SHORT TASK: How many lines in the items below contain the word "oven"? Give only the number.

++++++++

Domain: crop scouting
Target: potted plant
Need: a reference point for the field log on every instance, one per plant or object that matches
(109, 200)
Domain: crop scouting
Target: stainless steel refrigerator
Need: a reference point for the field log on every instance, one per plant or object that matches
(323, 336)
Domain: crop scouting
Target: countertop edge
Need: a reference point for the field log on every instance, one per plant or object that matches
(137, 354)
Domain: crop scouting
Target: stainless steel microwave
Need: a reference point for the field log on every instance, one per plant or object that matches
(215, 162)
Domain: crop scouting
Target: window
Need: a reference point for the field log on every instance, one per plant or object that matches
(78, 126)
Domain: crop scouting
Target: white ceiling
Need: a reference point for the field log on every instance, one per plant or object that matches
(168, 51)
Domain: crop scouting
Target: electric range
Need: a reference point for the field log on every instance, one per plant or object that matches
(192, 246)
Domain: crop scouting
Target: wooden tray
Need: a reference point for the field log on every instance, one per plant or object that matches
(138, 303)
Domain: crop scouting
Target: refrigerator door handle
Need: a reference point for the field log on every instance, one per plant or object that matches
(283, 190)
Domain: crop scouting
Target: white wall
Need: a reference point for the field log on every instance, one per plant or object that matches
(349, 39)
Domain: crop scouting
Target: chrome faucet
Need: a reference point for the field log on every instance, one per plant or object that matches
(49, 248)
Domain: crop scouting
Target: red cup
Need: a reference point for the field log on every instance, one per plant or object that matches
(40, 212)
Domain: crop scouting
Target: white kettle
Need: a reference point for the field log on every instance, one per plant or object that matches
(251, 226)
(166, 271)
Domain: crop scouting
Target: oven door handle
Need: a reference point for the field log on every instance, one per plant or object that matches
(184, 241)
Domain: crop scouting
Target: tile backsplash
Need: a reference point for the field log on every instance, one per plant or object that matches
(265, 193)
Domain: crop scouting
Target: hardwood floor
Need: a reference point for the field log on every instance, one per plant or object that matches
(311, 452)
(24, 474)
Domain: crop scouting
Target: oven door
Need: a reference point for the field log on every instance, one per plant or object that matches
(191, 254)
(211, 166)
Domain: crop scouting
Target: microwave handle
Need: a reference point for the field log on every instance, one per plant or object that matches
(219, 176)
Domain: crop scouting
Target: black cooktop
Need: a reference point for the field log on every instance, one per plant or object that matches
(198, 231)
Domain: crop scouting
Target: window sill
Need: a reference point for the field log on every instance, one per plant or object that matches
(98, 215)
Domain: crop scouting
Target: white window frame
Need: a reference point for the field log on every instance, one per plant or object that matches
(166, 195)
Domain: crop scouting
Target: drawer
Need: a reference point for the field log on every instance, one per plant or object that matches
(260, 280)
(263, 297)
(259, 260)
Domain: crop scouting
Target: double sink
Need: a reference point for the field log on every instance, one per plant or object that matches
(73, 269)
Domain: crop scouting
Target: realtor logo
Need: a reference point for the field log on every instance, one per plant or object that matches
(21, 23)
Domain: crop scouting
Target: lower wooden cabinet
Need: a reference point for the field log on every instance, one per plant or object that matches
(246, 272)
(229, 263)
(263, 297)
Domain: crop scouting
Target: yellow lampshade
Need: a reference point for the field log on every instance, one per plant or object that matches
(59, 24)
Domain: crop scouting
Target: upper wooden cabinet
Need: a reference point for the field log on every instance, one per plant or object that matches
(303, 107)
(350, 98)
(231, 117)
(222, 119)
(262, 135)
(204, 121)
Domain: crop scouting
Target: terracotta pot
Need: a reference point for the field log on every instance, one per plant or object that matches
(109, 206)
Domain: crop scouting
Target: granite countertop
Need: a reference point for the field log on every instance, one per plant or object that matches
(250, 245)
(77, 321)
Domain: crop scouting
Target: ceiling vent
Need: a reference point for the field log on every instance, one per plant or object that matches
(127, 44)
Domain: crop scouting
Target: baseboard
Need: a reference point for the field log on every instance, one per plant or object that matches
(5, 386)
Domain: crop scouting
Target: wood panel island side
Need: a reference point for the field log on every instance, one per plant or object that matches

++++++++

WRITTEN REPLY: 2